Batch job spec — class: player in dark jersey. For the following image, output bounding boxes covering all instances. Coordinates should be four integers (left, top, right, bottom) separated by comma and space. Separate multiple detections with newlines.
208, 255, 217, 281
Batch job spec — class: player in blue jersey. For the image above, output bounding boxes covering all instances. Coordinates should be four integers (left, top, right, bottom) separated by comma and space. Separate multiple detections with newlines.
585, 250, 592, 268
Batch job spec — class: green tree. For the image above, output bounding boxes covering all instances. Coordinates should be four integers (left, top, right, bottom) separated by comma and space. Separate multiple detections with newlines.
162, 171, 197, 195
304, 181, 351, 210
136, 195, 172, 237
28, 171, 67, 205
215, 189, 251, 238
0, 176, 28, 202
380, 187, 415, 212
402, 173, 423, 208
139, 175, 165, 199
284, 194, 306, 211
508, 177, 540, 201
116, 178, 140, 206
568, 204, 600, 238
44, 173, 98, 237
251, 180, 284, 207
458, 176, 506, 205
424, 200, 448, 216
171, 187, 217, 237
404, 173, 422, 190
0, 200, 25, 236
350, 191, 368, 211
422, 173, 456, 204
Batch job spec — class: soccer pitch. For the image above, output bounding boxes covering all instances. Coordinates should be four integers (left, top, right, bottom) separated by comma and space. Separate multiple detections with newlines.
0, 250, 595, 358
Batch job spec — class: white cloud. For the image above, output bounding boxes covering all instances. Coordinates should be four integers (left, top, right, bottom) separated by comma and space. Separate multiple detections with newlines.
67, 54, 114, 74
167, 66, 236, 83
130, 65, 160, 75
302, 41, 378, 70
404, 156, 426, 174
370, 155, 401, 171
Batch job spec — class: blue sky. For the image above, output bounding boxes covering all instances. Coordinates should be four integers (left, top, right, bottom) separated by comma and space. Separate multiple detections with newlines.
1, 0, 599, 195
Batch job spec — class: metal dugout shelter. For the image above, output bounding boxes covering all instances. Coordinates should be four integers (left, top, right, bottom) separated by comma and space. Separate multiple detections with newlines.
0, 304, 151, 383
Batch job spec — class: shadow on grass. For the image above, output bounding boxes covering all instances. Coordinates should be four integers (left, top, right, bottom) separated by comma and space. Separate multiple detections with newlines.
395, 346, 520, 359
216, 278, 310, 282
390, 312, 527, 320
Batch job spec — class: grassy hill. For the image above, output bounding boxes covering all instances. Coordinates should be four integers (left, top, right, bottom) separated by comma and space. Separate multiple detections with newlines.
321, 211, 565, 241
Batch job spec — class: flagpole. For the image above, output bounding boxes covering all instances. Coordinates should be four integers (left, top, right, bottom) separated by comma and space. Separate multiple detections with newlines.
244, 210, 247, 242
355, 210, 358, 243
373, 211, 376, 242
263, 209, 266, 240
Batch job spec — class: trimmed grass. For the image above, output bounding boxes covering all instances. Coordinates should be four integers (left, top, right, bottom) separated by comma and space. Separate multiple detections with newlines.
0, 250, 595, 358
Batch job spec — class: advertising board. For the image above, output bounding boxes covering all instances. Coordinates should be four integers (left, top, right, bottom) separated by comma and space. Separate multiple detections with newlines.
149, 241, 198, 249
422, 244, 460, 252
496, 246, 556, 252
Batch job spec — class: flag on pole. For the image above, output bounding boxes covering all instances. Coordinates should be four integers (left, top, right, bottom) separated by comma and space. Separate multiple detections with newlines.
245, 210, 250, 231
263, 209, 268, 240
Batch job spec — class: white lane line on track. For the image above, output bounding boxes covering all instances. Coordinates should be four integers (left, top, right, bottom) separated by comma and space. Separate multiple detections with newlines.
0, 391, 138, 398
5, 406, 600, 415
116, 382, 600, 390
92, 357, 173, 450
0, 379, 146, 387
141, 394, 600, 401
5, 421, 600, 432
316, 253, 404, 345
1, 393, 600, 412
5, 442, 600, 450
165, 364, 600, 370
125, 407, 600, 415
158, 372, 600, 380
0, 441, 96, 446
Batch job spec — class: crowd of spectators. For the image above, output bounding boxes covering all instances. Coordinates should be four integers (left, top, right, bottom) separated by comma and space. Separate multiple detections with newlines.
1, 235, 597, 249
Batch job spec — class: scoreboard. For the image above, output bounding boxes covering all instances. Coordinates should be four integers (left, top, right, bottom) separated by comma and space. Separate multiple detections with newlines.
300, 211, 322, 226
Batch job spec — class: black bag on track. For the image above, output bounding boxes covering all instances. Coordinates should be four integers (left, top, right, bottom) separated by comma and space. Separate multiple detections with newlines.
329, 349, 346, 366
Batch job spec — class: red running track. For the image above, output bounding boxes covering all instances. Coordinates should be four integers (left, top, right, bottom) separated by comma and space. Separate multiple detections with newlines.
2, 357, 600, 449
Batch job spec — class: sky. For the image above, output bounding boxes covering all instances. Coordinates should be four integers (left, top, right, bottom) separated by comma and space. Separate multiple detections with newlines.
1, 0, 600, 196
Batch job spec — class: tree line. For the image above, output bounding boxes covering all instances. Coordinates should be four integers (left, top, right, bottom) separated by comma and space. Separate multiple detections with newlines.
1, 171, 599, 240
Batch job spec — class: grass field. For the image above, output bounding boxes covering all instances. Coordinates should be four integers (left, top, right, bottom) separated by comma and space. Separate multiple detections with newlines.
● ● ● ● ●
■ Task directions: Exact transcription of the listing is needed, with no line left out.

■ Solved exercise:
Batch job spec — class: player in dark jersey. For the following image, output bounding boxes covering all instances. Coordinates should be four integers (left, top, right, bottom) separated by comma and space. Separate multiple detections with newlines.
208, 255, 217, 281
Batch job spec — class: player in blue jersey. For the image above, output bounding boxes covering all instances. Coordinates should be four integers (left, top, right, bottom) separated by comma and space. Separate multiple detections with newlines.
585, 250, 592, 268
Batch job spec — class: green tree. For the image above, output bounding boxes covering all instances. Coordinates should be four integers (left, top, right, bottom) separated by comma and space. Separate multiple detections with newlines.
162, 171, 197, 195
304, 181, 351, 210
136, 195, 172, 237
28, 171, 67, 205
215, 189, 251, 238
0, 176, 28, 202
380, 187, 415, 212
402, 173, 423, 208
139, 175, 165, 199
284, 194, 306, 211
508, 177, 540, 201
116, 178, 140, 206
568, 204, 600, 238
44, 173, 98, 237
251, 180, 284, 207
458, 176, 506, 205
424, 200, 448, 216
171, 187, 217, 237
404, 173, 422, 190
0, 200, 25, 236
350, 191, 368, 211
422, 173, 456, 204
Batch job spec — class: soccer pitch. For the image above, output bounding boxes covering all instances. Coordinates should be four integers (left, top, right, bottom) separated by comma and space. Separate multiple detections with newlines.
0, 250, 595, 358
Batch job spec — class: white cloud. For the image above, output bounding boxes covering all instances. Coordinates should be four integers (left, top, right, bottom) separated by comma and space. Separate multiple detections with newlines.
67, 54, 114, 74
167, 66, 236, 83
130, 65, 160, 75
302, 41, 378, 70
404, 156, 426, 174
370, 155, 401, 171
Batch job spec — class: blue sky. For the image above, output bounding boxes covering all instances. Coordinates should be four integers (left, top, right, bottom) separated by comma and space. Separate multiple detections with newlines.
1, 0, 599, 195
Batch job spec — class: metal dugout shelter. For the image above, output bounding boxes covering all instances. Coordinates should be four integers (left, top, right, bottom) separated by comma and space. Separate multiple detections with newlines.
0, 304, 151, 383
Batch job spec — class: shadow on grass. For the image above, output bounding boxes covering all instances. Coordinates should be four integers (left, top, right, bottom) separated by comma and space. Separate multiple detections with newlines.
395, 346, 520, 359
216, 278, 310, 282
390, 312, 527, 320
Batch job spec — class: grassy hill. For the image above, output bounding boxes covering all instances. Coordinates should be four integers (left, top, right, bottom) separated by comma and space. Separate multiple detections with newlines.
321, 211, 565, 241
Batch job spec — class: flagpole. For the image above, output bounding boxes covering all instances. Coordinates should be four integers (left, top, right, bottom) separated by comma and space. Separate multiple detections with newlines.
244, 210, 247, 242
355, 210, 358, 243
373, 211, 376, 242
263, 209, 266, 240
Batch job spec — class: trimmed grass. For the image above, output bounding boxes covering all instances. Coordinates should be four integers (left, top, right, bottom) separated by comma and space. Separate multiple detections with newlines.
0, 250, 595, 358
Batch job spec — class: advertising board. For the image above, output bounding boxes covering all instances. Coordinates should be four integers (left, top, right, bottom) separated by comma and space. Separate multiple detections with newlines.
149, 241, 198, 249
422, 244, 460, 252
496, 246, 556, 252
Batch job spec — class: flag on pole. For the image above, output bounding boxes covering all instances. Coordinates should be four integers (left, top, right, bottom) separated by comma and space. Separate multiple detections with newlines.
245, 210, 250, 231
263, 209, 268, 240
Batch job spec — class: white lane line on track. For the image above, output bounding boxes covering all instances. Coordinates should be four integers (left, top, right, bottom) separated by comma and space. Separate multiple detections with newlines.
0, 391, 138, 398
5, 406, 600, 415
116, 382, 600, 390
92, 357, 173, 450
0, 379, 146, 387
141, 394, 600, 401
5, 421, 600, 432
316, 253, 404, 345
1, 393, 600, 412
5, 442, 600, 450
165, 364, 600, 370
125, 407, 600, 415
158, 372, 600, 380
0, 441, 96, 446
Batch job spec — class: crowd of spectators. For the image above, output bounding boxes covering all instances. Coordinates should be four integers (left, top, right, bottom) separated by comma and space. Separate multiple detections with newlines.
1, 235, 597, 249
Batch job spec — class: scoreboard. For the image above, output bounding boxes covering all instances. Coordinates should be four integers (left, top, right, bottom) separated by comma and space. Separate multiple detections with newlines.
300, 211, 322, 226
Batch job spec — class: black bag on track. For the image above, output bounding boxes covering all instances. Coordinates should be four integers (left, top, right, bottom) separated by comma and space. Separate multiple detections with newlines.
329, 349, 346, 366
Batch job spec — class: red running track. For the image above, output bounding boxes covering all instances. Coordinates should be four integers (left, top, right, bottom) separated by comma and space. Separate multiple detections with newlines.
2, 357, 600, 449
Batch job spec — class: sky. For the image above, output bounding boxes covering all instances. Coordinates should be four integers (left, top, right, bottom) separated by comma and space. Separate multiple detections with newlines.
1, 0, 600, 196
Batch job spec — class: tree line. For the image above, output bounding boxes covering all instances. Coordinates should be four integers (left, top, right, bottom) separated by comma and space. Separate multiple detections with newlines.
1, 171, 599, 240
Batch job spec — class: grass field. For the image above, output bounding boxes covering all instances. Coordinates should be four integers (left, top, right, bottom) separated by comma and space. Separate multiple detections with newlines.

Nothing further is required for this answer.